**Source document:**
---------------
How to calculate optimal bend angle for moving monowheel vehicle?

Question

Imagine you are driving a monowheel vehicle (https://www.google.com/search?q=monowheel) at some speed S (km/h) and you need to take a curve, so you steer by angle A in the respective direction, BUT to not fall over and crash you actually need to bend the whole thing (it's same for motorcycles and bikes) for some B angle.

So given speed S, steer angle A, tire size (radius R) and position of mass center C, can I calculate the optimum bend angle B that makes the vehicle successfully make the curve (not fall over)? And the threshold where no bending (not matter how much) would help to not to crash?

Answer 1

Assuming an ideal curve, (an arc of a circle), then the horizontal force (static friction from the road must supply the centripetal acceleration, and the normal force must support the weight. For stability, the resultant should be directed through the center of mass.

Answer 2

you can use those equations:

$$\tan(\alpha)=\frac{m\,v^2/r}{m\,g}=\frac{v^2}{r\,g}$$

with a "single track model"

$$\frac{1}{r}\approx\frac{\delta}{L}$$

thus $$\tan(\alpha)=\frac{v^2}{L\,g}\,\delta$$

where

• $v~$ vehicle speed
• $r~$ curve radius
• $\delta~$ steer angle
• $m~$ vehicle mass
• $~L$ wheel base
• $~\alpha$ bend angle
---------------
**Data segment:**
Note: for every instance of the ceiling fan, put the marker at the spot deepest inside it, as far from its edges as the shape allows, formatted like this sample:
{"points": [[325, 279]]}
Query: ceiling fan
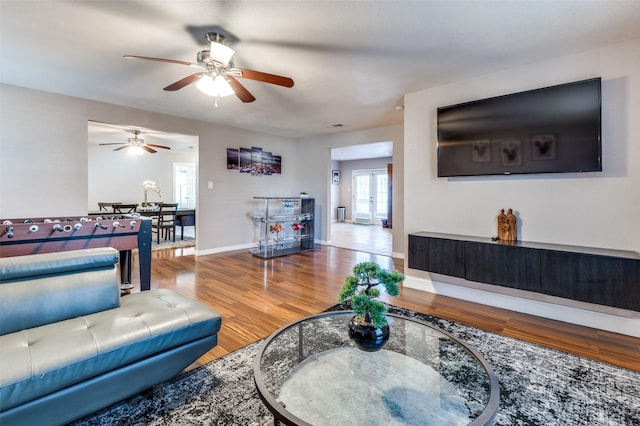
{"points": [[218, 75], [137, 145]]}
---------------
**Task to carry out:**
Rewrite the monowheel thread starting with "Imagine you are" and going on through "not to crash?", with "mass center" changed to "center of gravity". The data has no connection to the monowheel thread.

**Response for this exercise:**
Imagine you are driving a monowheel vehicle (https://www.google.com/search?q=monowheel) at some speed S (km/h) and you need to take a curve, so you steer by angle A in the respective direction, BUT to not fall over and crash you actually need to bend the whole thing (it's same for motorcycles and bikes) for some B angle.

So given speed S, steer angle A, tire size (radius R) and position of center of gravity C, can I calculate the optimum bend angle B that makes the vehicle successfully make the curve (not fall over)? And the threshold where no bending (not matter how much) would help to not to crash?